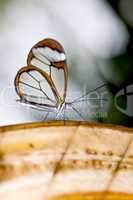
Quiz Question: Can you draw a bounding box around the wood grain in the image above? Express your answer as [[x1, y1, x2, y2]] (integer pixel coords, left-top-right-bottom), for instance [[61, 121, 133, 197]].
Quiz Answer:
[[0, 121, 133, 200]]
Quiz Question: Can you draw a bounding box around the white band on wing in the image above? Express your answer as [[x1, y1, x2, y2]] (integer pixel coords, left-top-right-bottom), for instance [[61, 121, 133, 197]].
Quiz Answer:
[[32, 47, 66, 65]]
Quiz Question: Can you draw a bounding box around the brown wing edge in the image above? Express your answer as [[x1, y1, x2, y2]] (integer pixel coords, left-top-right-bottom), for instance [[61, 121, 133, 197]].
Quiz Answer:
[[14, 65, 62, 106], [27, 38, 68, 104]]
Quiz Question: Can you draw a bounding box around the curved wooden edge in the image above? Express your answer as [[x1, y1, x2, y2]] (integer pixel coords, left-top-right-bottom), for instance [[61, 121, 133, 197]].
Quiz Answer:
[[50, 192, 133, 200], [0, 121, 133, 133]]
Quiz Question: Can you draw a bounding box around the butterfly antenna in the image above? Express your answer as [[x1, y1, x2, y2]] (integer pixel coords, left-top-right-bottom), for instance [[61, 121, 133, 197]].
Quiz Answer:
[[71, 83, 107, 103], [72, 106, 85, 121]]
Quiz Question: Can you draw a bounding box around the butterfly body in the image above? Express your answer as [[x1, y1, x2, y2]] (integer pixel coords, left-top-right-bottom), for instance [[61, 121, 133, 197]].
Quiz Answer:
[[15, 39, 108, 120]]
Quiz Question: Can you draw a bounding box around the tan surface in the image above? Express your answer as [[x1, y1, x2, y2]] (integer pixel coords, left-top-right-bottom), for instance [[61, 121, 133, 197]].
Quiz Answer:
[[0, 122, 133, 200]]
######
■ **GIVEN INSTRUCTION**: Rewrite all the records above, changing every "Quiz Question" to "Practice Question" and keeping everything else the same. Do not include the pictures.

■ **RESULT OF THIS EXERCISE**:
Practice Question: Can you draw a bounding box around the wood grain in the image above? Express your answer as [[x1, y1, x2, y2]] (integer pixel coords, left-top-right-bottom), for instance [[61, 121, 133, 197]].
Quiz Answer:
[[0, 121, 133, 200]]
Practice Question: Can you draw a bounding box around the white band on wing in the image above? Express your answer as [[x1, y1, x2, y2]] (integer pixel coords, left-top-right-bottom), for instance [[61, 121, 133, 197]].
Quiz Answer:
[[32, 47, 66, 65]]
Practice Question: Can you draw a bounding box around the brown wing edge in the image above? Express your answer as [[x1, y1, x2, y2]] (integer pixel coords, left-top-right-bottom), for instance [[61, 121, 133, 197]].
Quiz Answer:
[[14, 65, 62, 106], [27, 38, 68, 104]]
Practice Question: Can you draw a bounding box around the curved wooden edge in the image above? Express your answer as [[x1, y1, x2, y2]] (integer pixel coords, left-top-right-bottom), for instance [[61, 121, 133, 197]].
Quiz Answer:
[[50, 192, 133, 200], [0, 121, 133, 133]]
Practice Question: Can you draw a bounding box around the butterfly antenna in the image above? Express your answer as [[x1, y1, x2, y2]] (integer pixel coords, left-top-right-bottom), for instance [[61, 121, 133, 197]].
Quiz Answer:
[[71, 83, 107, 103], [72, 106, 85, 121]]
Practice Question: Can you draw a bounding box around the butterfly body in the image above? Express your answer as [[x1, y1, x2, y2]] (integer pixel coords, left-top-right-bottom), for instance [[61, 121, 133, 197]].
Quiz Answer:
[[15, 39, 108, 120]]
Practice Question: Can you draw a bounding box around the tan surface in the image above? Express your answer as [[x1, y1, x2, y2]] (integer pixel coords, left-top-right-bottom), for instance [[61, 121, 133, 197]].
Quiz Answer:
[[0, 122, 133, 200]]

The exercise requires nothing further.